= Beginning of Section =

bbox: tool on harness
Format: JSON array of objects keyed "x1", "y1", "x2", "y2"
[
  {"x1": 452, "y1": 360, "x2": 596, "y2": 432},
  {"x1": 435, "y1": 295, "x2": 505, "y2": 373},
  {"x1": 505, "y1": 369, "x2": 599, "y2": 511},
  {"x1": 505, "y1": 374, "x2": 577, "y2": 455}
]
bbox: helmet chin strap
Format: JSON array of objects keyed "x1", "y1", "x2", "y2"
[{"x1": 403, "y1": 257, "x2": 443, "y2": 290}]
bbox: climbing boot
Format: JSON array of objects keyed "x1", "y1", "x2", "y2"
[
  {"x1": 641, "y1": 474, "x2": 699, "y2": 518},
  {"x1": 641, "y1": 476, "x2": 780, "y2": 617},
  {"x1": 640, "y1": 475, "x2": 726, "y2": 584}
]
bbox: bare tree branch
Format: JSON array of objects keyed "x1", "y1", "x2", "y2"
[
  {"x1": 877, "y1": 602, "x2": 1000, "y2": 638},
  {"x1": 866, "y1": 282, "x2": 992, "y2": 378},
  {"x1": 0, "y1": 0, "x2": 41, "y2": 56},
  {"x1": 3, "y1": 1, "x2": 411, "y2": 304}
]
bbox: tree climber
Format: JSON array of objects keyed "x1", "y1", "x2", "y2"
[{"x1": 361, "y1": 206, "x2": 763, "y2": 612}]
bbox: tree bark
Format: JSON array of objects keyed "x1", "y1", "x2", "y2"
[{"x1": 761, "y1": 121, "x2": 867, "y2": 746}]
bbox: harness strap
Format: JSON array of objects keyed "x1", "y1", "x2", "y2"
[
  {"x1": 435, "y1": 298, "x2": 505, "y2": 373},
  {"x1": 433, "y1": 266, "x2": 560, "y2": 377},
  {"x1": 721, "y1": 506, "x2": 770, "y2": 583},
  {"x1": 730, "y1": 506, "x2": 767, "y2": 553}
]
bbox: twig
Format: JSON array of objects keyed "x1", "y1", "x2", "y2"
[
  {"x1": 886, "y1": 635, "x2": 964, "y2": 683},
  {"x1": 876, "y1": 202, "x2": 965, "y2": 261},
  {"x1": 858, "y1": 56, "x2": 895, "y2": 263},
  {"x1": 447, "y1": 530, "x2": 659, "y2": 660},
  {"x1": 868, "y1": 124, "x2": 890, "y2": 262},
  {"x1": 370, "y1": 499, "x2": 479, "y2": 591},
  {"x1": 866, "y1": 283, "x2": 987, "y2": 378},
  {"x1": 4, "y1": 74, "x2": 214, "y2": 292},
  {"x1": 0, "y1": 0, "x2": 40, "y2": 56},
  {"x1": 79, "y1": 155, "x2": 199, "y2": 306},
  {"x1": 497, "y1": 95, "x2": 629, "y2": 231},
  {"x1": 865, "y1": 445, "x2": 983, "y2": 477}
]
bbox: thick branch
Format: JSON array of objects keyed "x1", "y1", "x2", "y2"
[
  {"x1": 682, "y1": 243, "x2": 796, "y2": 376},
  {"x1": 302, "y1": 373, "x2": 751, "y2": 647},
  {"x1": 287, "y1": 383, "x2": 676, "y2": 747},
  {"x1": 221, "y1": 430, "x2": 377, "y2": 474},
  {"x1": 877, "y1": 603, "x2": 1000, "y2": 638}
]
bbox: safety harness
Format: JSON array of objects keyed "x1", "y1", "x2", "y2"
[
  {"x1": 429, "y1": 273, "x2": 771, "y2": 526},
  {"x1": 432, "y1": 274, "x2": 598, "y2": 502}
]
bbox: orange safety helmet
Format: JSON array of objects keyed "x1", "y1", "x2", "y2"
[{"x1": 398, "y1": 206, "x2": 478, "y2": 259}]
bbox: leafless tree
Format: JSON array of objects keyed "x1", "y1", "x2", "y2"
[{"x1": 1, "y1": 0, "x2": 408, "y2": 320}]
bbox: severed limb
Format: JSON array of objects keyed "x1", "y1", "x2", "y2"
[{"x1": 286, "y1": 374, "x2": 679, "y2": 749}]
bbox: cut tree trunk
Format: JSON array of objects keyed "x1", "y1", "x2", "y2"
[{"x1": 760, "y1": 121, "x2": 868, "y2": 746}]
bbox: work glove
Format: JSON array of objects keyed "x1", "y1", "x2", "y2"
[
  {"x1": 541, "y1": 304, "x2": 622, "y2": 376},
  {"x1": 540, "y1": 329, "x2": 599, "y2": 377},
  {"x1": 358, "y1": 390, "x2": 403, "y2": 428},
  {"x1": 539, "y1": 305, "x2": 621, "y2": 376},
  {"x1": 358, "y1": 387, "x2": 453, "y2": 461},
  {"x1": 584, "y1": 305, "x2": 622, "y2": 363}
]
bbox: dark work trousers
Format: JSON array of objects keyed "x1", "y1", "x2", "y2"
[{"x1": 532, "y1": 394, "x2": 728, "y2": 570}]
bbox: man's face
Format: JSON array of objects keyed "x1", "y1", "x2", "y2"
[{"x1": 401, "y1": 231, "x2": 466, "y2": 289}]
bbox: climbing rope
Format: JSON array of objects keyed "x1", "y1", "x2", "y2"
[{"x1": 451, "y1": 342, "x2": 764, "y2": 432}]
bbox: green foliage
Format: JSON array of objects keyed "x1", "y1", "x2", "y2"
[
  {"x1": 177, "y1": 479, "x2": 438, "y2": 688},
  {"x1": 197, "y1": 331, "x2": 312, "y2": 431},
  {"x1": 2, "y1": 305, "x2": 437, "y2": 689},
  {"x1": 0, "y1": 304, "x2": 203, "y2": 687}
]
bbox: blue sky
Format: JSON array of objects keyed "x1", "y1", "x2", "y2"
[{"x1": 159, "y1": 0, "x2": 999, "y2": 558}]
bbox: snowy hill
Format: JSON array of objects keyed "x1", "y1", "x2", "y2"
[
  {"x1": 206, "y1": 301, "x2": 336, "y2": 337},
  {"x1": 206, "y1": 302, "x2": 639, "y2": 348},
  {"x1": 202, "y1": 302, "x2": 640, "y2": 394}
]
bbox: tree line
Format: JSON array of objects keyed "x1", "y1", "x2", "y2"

= End of Section =

Assigned task: Transcribe the entries above so that nothing in them differs from the original.

Exercise result:
bbox: tool on harness
Format: JSON array of objects keyed "x1", "y1", "x2", "y2"
[
  {"x1": 452, "y1": 360, "x2": 596, "y2": 432},
  {"x1": 435, "y1": 295, "x2": 505, "y2": 373},
  {"x1": 505, "y1": 369, "x2": 599, "y2": 511},
  {"x1": 505, "y1": 374, "x2": 577, "y2": 455}
]
bbox: helmet chin strap
Format: JSON array of objects keyed "x1", "y1", "x2", "y2"
[{"x1": 403, "y1": 257, "x2": 443, "y2": 290}]
bbox: climbing boot
Format: JSON array of objects keyed "x1", "y1", "x2", "y2"
[
  {"x1": 641, "y1": 474, "x2": 699, "y2": 518},
  {"x1": 641, "y1": 476, "x2": 780, "y2": 617},
  {"x1": 640, "y1": 475, "x2": 726, "y2": 584}
]
bbox: bare tree branch
Format: JSON array of objects keyed "x1", "y1", "x2", "y2"
[
  {"x1": 877, "y1": 602, "x2": 1000, "y2": 638},
  {"x1": 866, "y1": 282, "x2": 992, "y2": 378},
  {"x1": 0, "y1": 0, "x2": 41, "y2": 56},
  {"x1": 3, "y1": 1, "x2": 411, "y2": 304}
]
bbox: tree climber
Format: JSON array of objects keyed "x1", "y1", "x2", "y2"
[{"x1": 361, "y1": 206, "x2": 763, "y2": 612}]
bbox: tree bark
Format: JSON array of objects keyed "x1", "y1", "x2", "y2"
[{"x1": 761, "y1": 121, "x2": 867, "y2": 746}]
bbox: harness strap
Format: JSON array of objects keyed "x1", "y1", "x2", "y2"
[
  {"x1": 435, "y1": 298, "x2": 505, "y2": 373},
  {"x1": 433, "y1": 266, "x2": 560, "y2": 377},
  {"x1": 721, "y1": 506, "x2": 770, "y2": 583},
  {"x1": 730, "y1": 506, "x2": 767, "y2": 553}
]
bbox: twig
Format: JSON array of objects keyed "x1", "y1", "x2", "y2"
[
  {"x1": 886, "y1": 635, "x2": 964, "y2": 683},
  {"x1": 876, "y1": 202, "x2": 965, "y2": 261},
  {"x1": 858, "y1": 56, "x2": 895, "y2": 263},
  {"x1": 447, "y1": 530, "x2": 659, "y2": 660},
  {"x1": 868, "y1": 124, "x2": 890, "y2": 262},
  {"x1": 370, "y1": 499, "x2": 479, "y2": 591},
  {"x1": 866, "y1": 283, "x2": 987, "y2": 378},
  {"x1": 4, "y1": 74, "x2": 214, "y2": 292},
  {"x1": 0, "y1": 0, "x2": 40, "y2": 56},
  {"x1": 79, "y1": 155, "x2": 199, "y2": 306},
  {"x1": 497, "y1": 95, "x2": 629, "y2": 231},
  {"x1": 865, "y1": 445, "x2": 983, "y2": 477}
]
bbox: thick branch
Format: JSON array of objects keyed "x1", "y1", "x2", "y2"
[
  {"x1": 682, "y1": 243, "x2": 796, "y2": 376},
  {"x1": 302, "y1": 373, "x2": 751, "y2": 647},
  {"x1": 287, "y1": 383, "x2": 676, "y2": 747},
  {"x1": 221, "y1": 430, "x2": 377, "y2": 474},
  {"x1": 877, "y1": 603, "x2": 1000, "y2": 638}
]
bbox: safety harness
Format: JSON array of objects keyed "x1", "y1", "x2", "y2"
[
  {"x1": 429, "y1": 273, "x2": 771, "y2": 526},
  {"x1": 432, "y1": 274, "x2": 598, "y2": 502}
]
bbox: orange safety helmet
Format: JSON array of objects keyed "x1", "y1", "x2", "y2"
[{"x1": 398, "y1": 206, "x2": 478, "y2": 259}]
bbox: leafless tree
Format: JSON array of objects keyed "x1", "y1", "x2", "y2"
[{"x1": 1, "y1": 0, "x2": 408, "y2": 320}]
bbox: severed limb
Format: JSON array of objects keyed "x1", "y1", "x2", "y2"
[{"x1": 286, "y1": 374, "x2": 679, "y2": 749}]
bbox: cut tree trunk
Format: JSON array of objects keyed "x1", "y1", "x2", "y2"
[{"x1": 760, "y1": 121, "x2": 868, "y2": 746}]
bbox: work glove
Format: JSON array of objects keyed "x1", "y1", "x2", "y2"
[
  {"x1": 541, "y1": 304, "x2": 622, "y2": 376},
  {"x1": 540, "y1": 329, "x2": 599, "y2": 377},
  {"x1": 358, "y1": 390, "x2": 403, "y2": 428},
  {"x1": 539, "y1": 305, "x2": 621, "y2": 376},
  {"x1": 358, "y1": 387, "x2": 453, "y2": 461},
  {"x1": 584, "y1": 305, "x2": 622, "y2": 363}
]
bbox: dark work trousers
Format: JSON array of objects keyed "x1", "y1", "x2", "y2"
[{"x1": 532, "y1": 394, "x2": 728, "y2": 570}]
bbox: man's face
Format: JSON array of objects keyed "x1", "y1", "x2", "y2"
[{"x1": 401, "y1": 231, "x2": 466, "y2": 289}]
bbox: climbing rope
Format: JSON array of objects keyed "x1", "y1", "x2", "y2"
[{"x1": 451, "y1": 342, "x2": 764, "y2": 432}]
bbox: green foliage
Format: JSON array of objects keyed "x1", "y1", "x2", "y2"
[
  {"x1": 177, "y1": 479, "x2": 438, "y2": 688},
  {"x1": 197, "y1": 331, "x2": 312, "y2": 431},
  {"x1": 2, "y1": 305, "x2": 437, "y2": 689},
  {"x1": 0, "y1": 304, "x2": 203, "y2": 687}
]
bbox: blue sky
Format: JSON array of objects keyed "x1", "y1", "x2", "y2"
[{"x1": 159, "y1": 0, "x2": 999, "y2": 558}]
bbox: snowy hill
Format: JSON array of objects keyed "x1", "y1", "x2", "y2"
[
  {"x1": 206, "y1": 301, "x2": 336, "y2": 337},
  {"x1": 206, "y1": 302, "x2": 639, "y2": 348},
  {"x1": 202, "y1": 302, "x2": 640, "y2": 394}
]
bbox: tree line
Format: JSON array of objects keyed "x1", "y1", "x2", "y2"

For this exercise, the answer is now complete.